:: Textauszug ::
········

Die Idee einer europäischen Ratingagentur ist richtig
Erst kürzlich hat die Ratingagentur Moody’s die Kreditwürdigkeit des Landes mit AAA bewertet. Die Bestnote. Ein Grund zur Freude für Finanzminister Danyal Bayaz (Grüne). Denn eine AAA-Bewertung stärkt die Position des Landes auf den internationalen Finanzmärkten. Sie signalisiert Investoren, dass Baden-Württemberg ein sicherer und zuverlässiger Ort für Investitionen ist. Mit positiven Folgen: Will sich das Land über Anleihen und andere Finanzierungsinstrumente Geld am Kapitalmarkt besorgen, kann es mit günstigeren Zinsen rechnen. Und das wiederum erweitert den Spielraum für den Finanzminister bei all seinen finanzpolitischen Entscheidungen.
An den Kapitalmärkten geht ohne Ratingagenturen mittlerweile nichts mehr. Dabei lässt sich Baden-Württemberg bereits seit Langem von den beiden weltweit größten US-amerikanischen Playern bewerten. So besteht mit Standard & Poor’s schon seit 1998 eine Vereinbarung. Moody´s ratet Baden-Württemberg seit 1999.

········

:: Auflistung ::
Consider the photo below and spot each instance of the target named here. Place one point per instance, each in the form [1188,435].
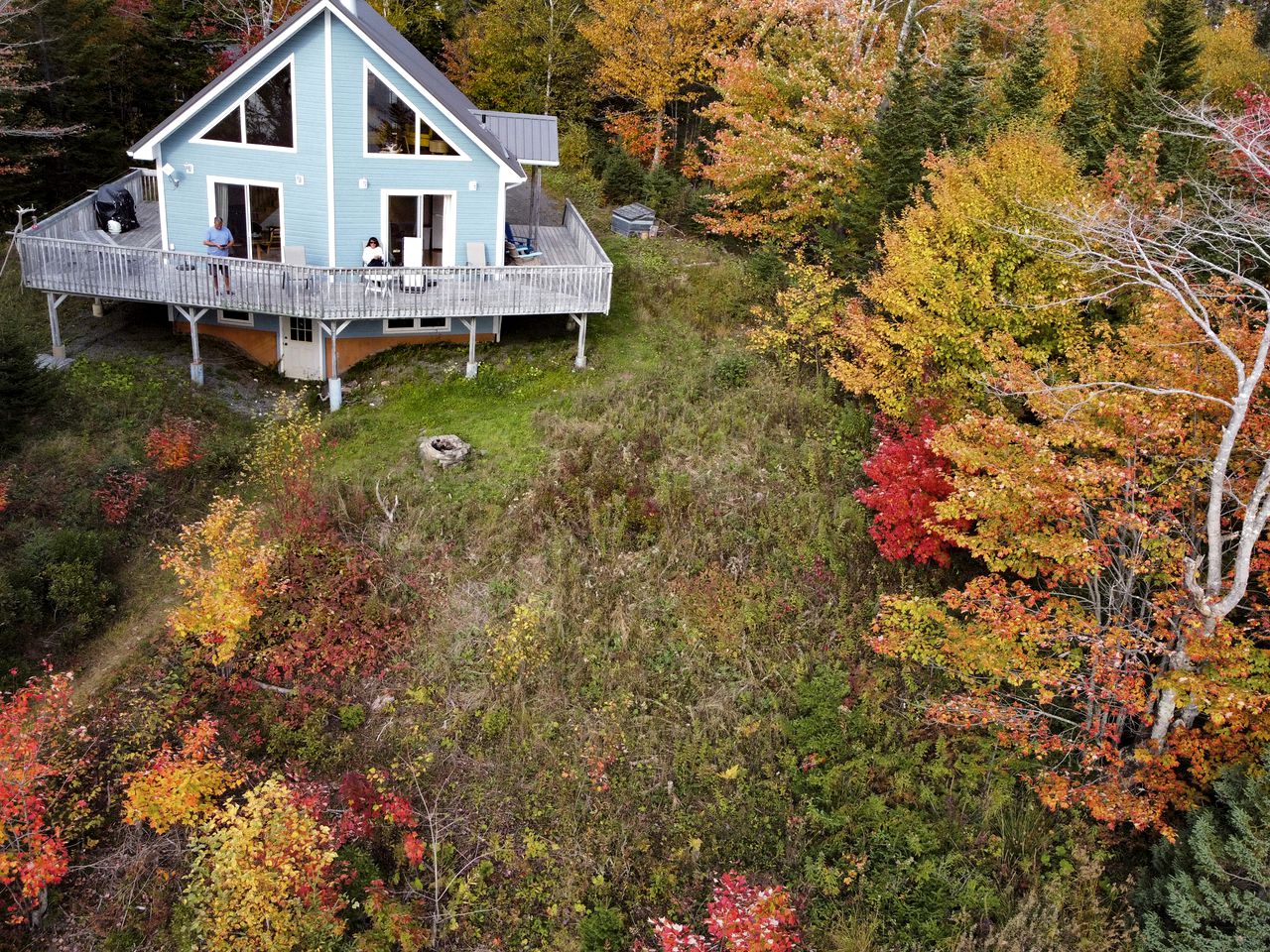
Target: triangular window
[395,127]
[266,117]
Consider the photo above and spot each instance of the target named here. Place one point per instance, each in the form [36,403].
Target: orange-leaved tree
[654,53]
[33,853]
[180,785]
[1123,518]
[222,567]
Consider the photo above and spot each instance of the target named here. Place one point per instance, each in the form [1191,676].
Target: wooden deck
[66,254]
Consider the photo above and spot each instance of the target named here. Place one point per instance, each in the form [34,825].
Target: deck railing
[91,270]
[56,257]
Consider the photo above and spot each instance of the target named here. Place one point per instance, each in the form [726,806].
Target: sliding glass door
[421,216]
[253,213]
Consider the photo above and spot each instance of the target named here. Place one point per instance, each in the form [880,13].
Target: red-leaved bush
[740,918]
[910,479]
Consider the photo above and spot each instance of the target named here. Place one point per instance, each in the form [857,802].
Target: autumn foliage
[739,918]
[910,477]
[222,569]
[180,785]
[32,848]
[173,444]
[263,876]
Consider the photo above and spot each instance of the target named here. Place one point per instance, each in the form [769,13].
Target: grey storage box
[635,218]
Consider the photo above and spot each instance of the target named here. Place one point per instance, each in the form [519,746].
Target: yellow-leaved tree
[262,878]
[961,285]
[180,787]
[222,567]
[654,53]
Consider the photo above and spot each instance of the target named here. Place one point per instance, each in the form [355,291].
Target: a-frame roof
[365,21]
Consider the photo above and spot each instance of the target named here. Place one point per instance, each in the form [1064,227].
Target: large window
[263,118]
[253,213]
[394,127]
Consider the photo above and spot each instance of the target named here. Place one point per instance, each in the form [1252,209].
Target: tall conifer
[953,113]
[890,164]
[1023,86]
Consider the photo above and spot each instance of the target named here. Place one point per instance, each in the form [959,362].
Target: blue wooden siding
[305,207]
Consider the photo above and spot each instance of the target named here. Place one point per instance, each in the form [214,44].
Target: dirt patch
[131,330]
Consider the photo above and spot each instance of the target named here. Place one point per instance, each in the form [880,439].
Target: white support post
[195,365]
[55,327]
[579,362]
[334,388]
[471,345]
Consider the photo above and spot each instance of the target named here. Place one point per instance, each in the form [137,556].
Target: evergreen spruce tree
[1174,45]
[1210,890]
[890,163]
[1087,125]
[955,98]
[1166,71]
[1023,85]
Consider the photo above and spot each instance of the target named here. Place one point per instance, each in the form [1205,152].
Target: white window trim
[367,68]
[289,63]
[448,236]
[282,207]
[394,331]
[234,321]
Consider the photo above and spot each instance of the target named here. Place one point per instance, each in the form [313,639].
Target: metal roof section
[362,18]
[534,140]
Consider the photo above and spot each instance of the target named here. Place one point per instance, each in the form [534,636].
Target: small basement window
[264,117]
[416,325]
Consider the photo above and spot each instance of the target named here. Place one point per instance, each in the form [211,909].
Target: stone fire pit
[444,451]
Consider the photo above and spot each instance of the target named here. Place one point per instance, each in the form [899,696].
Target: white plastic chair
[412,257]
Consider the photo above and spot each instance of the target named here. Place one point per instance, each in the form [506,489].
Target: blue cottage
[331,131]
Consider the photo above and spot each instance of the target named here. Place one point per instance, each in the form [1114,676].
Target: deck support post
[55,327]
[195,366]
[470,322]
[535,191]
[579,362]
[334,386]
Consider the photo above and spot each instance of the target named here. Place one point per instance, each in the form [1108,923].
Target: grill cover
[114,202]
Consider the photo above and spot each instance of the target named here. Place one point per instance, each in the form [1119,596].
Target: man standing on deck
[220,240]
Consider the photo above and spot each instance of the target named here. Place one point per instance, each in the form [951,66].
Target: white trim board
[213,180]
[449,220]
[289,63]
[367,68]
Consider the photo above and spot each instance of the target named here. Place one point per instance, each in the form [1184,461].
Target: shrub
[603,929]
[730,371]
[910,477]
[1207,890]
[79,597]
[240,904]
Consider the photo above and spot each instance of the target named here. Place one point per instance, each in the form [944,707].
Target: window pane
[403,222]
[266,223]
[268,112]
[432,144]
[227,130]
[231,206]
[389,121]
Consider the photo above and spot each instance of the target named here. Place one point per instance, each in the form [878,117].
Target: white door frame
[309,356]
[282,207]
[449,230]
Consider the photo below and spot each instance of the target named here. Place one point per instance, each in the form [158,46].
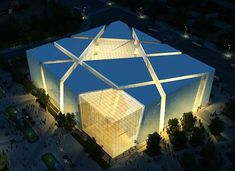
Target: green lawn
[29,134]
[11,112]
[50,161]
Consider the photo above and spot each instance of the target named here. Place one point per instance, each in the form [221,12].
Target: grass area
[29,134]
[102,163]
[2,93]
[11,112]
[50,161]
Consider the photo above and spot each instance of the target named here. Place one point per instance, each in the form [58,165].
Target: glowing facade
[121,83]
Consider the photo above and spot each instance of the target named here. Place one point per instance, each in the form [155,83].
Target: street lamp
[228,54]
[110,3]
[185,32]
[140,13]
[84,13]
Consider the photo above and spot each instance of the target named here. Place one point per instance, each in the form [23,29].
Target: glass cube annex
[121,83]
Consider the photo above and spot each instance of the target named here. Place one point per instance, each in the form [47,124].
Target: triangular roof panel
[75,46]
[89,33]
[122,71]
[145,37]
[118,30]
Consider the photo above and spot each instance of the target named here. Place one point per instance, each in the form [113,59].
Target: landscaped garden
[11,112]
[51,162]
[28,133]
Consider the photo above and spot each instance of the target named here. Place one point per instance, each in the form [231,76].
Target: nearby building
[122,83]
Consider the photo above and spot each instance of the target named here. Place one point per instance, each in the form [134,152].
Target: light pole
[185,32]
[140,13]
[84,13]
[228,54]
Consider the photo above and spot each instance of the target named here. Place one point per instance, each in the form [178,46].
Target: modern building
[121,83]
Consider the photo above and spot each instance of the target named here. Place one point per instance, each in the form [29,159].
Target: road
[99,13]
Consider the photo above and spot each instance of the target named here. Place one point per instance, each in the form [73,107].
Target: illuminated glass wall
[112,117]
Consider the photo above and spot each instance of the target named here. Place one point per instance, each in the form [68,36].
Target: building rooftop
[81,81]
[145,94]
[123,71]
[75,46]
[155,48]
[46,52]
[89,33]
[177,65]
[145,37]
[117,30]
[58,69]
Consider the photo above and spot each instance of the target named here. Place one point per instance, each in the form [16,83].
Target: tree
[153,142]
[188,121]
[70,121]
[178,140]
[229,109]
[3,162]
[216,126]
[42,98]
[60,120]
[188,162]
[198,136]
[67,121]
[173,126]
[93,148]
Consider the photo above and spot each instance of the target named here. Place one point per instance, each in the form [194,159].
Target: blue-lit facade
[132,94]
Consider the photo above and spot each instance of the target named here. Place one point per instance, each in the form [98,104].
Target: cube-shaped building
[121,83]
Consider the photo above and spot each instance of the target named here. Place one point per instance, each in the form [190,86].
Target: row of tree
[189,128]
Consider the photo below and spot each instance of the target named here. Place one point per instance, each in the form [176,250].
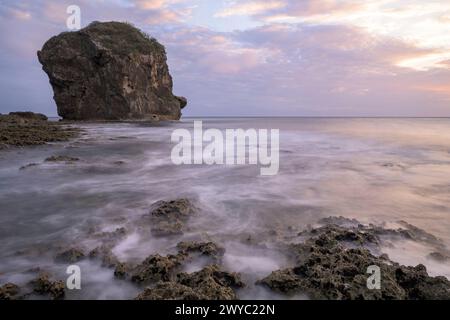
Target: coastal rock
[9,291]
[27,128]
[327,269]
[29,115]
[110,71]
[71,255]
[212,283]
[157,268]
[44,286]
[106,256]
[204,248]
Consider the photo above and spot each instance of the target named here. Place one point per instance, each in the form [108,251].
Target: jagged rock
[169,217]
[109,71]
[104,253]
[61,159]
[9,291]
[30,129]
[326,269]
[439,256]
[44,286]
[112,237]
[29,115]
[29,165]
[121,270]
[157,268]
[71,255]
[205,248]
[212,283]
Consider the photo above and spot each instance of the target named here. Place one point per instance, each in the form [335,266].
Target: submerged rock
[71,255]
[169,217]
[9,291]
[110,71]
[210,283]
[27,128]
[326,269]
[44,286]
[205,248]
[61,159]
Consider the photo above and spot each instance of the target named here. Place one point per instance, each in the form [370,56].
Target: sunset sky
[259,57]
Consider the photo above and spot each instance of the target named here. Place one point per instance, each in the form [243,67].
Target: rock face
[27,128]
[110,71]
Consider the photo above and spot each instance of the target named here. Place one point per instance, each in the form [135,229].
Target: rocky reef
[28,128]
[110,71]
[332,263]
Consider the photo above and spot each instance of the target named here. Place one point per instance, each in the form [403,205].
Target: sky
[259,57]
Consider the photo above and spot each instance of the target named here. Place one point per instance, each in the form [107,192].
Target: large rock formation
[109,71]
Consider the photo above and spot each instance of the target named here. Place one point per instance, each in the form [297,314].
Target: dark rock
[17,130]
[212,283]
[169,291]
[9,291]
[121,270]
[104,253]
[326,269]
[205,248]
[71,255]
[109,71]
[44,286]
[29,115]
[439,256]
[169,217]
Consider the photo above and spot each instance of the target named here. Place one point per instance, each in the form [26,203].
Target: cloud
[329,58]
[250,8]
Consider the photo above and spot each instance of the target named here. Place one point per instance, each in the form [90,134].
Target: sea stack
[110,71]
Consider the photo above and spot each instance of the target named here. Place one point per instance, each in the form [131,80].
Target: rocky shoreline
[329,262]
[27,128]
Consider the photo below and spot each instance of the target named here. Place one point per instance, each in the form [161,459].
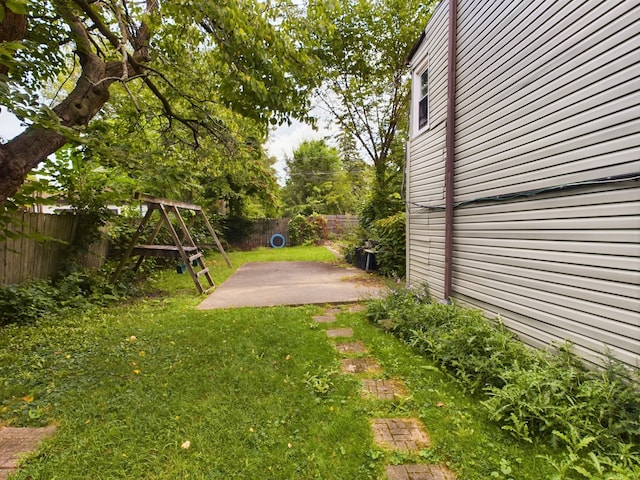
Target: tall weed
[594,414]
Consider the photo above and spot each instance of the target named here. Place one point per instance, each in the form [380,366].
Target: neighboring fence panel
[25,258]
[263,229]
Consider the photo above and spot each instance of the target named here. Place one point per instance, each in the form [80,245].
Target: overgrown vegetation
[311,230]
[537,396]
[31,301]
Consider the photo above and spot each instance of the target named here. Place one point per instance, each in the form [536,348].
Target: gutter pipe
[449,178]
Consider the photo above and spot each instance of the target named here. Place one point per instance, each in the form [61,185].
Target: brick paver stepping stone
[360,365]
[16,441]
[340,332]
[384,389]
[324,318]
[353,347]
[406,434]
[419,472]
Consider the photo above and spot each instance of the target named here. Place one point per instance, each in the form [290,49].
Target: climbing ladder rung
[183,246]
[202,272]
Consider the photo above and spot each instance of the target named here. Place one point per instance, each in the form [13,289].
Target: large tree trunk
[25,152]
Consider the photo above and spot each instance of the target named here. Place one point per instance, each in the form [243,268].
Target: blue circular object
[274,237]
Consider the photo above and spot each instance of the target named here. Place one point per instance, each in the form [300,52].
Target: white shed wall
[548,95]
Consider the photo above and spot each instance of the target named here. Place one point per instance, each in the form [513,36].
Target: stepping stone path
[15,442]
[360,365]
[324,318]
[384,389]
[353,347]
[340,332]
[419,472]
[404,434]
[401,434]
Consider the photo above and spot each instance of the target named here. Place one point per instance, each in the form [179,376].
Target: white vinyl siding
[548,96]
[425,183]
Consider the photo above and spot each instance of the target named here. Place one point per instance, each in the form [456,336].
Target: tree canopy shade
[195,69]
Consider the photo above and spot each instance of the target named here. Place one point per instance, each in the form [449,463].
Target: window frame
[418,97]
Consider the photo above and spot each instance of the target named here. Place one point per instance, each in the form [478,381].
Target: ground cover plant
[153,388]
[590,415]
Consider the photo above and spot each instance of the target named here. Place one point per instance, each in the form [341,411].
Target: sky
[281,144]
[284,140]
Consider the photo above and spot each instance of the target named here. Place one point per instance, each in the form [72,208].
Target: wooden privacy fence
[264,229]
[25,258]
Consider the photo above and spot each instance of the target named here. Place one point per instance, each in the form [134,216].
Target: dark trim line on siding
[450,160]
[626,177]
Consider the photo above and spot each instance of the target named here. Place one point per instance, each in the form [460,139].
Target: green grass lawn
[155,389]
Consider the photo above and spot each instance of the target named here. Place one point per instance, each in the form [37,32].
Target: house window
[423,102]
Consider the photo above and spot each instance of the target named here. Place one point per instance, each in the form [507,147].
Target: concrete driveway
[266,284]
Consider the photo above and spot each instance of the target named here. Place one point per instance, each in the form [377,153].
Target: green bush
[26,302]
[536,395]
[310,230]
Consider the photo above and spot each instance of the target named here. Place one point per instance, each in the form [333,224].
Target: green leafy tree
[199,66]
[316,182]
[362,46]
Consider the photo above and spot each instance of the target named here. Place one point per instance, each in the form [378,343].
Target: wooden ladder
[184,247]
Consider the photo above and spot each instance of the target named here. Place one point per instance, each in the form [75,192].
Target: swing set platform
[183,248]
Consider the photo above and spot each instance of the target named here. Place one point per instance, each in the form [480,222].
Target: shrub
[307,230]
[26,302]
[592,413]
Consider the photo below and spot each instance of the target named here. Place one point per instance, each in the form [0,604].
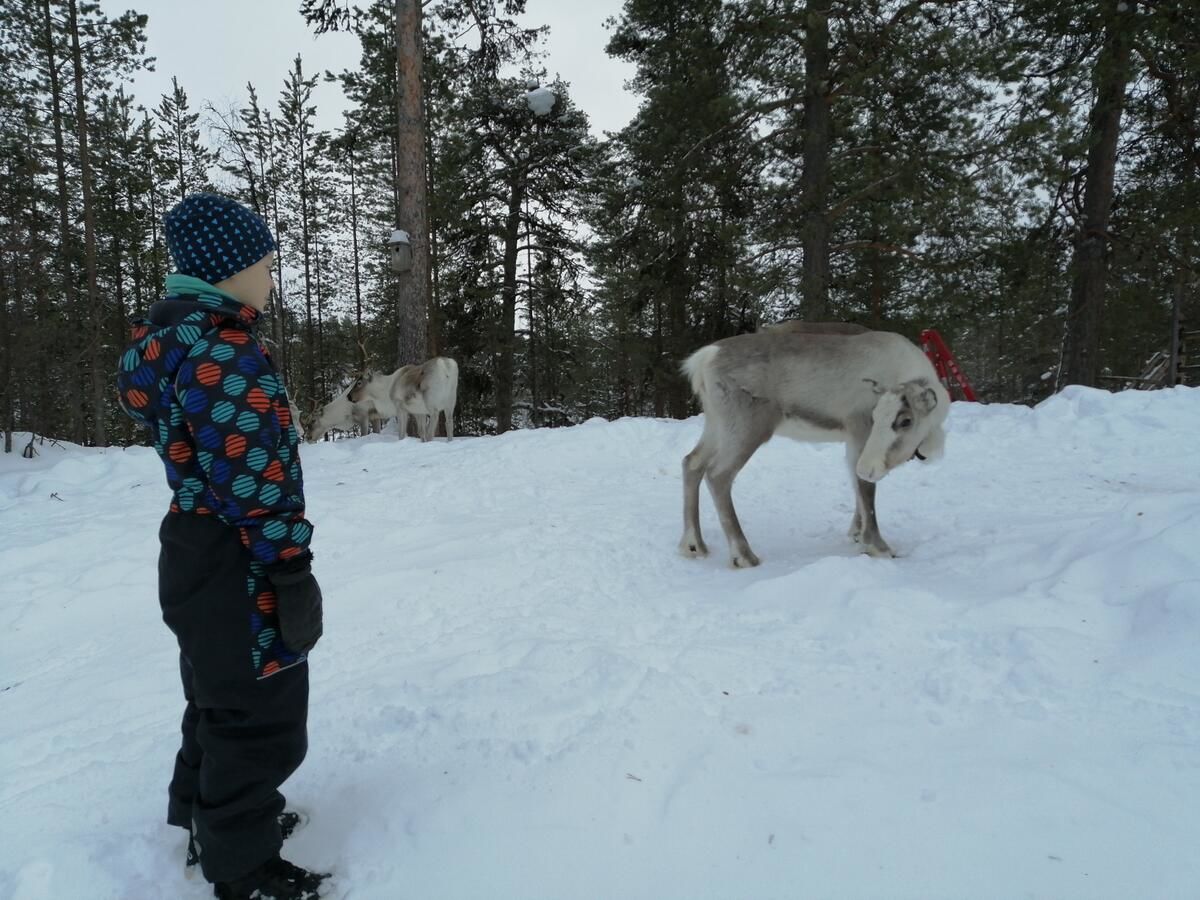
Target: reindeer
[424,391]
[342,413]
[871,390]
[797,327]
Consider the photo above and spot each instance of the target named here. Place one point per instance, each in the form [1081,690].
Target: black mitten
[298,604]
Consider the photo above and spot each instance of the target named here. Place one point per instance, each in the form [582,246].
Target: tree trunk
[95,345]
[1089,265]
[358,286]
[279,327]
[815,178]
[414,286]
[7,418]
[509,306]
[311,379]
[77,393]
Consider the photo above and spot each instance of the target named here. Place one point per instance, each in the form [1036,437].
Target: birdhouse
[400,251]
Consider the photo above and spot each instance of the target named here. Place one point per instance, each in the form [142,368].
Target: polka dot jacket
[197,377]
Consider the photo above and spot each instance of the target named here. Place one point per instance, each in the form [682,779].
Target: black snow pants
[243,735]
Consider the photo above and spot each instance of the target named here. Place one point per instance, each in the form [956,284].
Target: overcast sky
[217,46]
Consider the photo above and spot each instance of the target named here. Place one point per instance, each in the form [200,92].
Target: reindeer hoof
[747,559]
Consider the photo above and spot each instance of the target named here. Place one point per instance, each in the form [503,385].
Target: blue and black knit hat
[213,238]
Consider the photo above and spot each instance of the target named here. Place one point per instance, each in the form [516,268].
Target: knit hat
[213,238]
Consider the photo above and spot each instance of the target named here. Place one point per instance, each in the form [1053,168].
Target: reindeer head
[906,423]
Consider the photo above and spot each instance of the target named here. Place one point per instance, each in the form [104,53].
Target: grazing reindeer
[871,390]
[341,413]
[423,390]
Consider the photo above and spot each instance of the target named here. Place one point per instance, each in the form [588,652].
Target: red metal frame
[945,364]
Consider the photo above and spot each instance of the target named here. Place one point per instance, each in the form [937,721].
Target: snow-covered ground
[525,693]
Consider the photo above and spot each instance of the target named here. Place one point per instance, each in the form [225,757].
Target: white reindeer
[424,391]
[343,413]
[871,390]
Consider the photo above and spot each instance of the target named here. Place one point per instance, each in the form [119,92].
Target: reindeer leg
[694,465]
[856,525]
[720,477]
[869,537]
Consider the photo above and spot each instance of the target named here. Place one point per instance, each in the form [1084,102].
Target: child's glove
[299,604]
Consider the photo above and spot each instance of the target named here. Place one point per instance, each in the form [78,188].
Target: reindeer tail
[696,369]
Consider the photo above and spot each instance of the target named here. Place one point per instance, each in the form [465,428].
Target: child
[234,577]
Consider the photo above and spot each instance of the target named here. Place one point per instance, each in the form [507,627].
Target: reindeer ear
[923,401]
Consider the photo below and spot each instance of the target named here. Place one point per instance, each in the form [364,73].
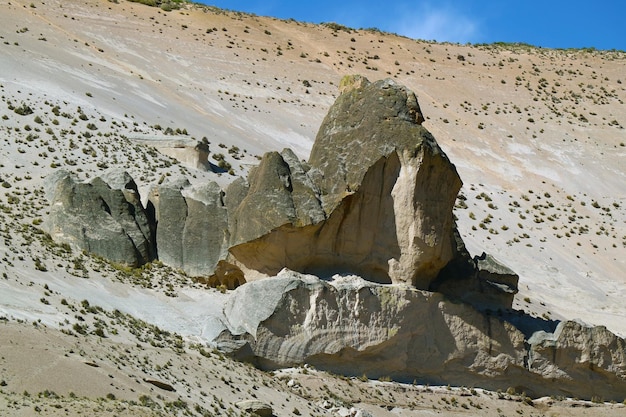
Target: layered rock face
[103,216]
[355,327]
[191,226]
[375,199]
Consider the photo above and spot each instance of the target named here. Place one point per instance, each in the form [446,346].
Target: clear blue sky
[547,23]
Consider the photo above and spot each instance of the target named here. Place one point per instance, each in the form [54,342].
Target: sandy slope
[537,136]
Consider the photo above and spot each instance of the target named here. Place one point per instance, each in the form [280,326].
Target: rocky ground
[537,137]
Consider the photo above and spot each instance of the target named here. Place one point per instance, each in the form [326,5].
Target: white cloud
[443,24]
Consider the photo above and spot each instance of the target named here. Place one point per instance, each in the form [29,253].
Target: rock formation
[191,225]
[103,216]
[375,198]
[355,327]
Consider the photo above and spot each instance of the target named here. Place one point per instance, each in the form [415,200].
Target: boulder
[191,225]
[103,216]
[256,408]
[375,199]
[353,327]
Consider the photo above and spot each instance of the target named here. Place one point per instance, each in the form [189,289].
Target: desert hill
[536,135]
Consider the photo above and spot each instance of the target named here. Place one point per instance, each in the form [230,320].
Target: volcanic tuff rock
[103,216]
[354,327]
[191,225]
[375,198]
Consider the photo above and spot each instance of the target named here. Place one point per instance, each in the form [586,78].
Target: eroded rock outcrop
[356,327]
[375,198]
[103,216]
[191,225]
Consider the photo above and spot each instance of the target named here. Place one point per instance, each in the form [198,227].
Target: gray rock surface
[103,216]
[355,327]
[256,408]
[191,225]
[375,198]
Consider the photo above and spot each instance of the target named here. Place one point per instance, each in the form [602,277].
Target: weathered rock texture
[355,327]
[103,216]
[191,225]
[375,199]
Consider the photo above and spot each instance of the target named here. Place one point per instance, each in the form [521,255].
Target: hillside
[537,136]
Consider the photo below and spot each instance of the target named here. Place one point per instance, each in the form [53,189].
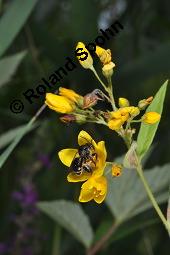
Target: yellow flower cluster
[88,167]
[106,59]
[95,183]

········

:: Aufgabe ::
Übersetze aus dem Text über Ratingagenturen den folgenden Satz ins Englische: „An den Kapitalmärkten geht ohne Ratingagenturen mittlerweile nichts mehr.“

:: Lösung ::
On the capital markets, nothing works anymore without rating agencies.